:: Task inputs ::

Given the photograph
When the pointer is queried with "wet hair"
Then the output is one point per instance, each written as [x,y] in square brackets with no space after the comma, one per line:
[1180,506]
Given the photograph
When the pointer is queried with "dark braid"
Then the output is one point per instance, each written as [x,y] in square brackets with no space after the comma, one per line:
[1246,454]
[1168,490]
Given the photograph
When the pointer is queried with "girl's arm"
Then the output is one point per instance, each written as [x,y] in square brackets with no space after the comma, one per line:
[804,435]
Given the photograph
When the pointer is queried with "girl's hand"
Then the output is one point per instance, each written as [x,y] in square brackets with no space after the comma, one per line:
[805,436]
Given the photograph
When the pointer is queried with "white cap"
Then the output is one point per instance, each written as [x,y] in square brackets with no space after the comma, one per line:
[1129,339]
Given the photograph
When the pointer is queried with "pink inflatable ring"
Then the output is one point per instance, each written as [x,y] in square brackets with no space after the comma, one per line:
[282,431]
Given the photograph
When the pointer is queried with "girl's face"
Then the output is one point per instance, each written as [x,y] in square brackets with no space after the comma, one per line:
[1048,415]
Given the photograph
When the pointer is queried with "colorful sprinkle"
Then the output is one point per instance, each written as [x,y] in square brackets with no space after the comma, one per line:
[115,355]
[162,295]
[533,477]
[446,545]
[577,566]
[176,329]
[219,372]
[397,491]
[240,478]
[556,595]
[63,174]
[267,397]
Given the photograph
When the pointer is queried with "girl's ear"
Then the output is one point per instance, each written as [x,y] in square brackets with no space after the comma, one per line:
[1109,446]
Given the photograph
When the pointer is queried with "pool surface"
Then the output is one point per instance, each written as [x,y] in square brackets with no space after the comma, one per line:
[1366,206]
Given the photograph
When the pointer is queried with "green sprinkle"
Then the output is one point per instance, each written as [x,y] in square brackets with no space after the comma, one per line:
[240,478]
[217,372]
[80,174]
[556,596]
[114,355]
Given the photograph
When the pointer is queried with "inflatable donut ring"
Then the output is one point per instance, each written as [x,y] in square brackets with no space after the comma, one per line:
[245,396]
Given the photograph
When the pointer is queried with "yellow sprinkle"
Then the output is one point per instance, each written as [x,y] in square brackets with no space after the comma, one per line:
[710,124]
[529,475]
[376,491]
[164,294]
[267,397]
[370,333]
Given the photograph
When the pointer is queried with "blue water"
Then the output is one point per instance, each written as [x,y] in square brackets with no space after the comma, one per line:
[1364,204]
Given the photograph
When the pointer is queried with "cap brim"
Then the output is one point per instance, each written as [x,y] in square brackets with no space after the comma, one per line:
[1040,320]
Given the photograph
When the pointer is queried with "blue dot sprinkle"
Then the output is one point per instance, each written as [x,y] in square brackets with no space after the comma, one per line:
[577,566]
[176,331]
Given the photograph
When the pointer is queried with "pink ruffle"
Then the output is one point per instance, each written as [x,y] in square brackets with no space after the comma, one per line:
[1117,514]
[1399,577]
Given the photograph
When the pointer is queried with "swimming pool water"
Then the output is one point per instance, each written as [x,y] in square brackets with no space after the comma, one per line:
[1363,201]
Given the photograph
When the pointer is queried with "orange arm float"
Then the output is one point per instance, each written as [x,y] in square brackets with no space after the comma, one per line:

:: Aim of the exercise ::
Gather each line of the records that contains the word "blue", and copy those lines out.

:: Final result ::
When the pointer is queried with "blue water"
When the pointer is queried with "blue dot sprinkle"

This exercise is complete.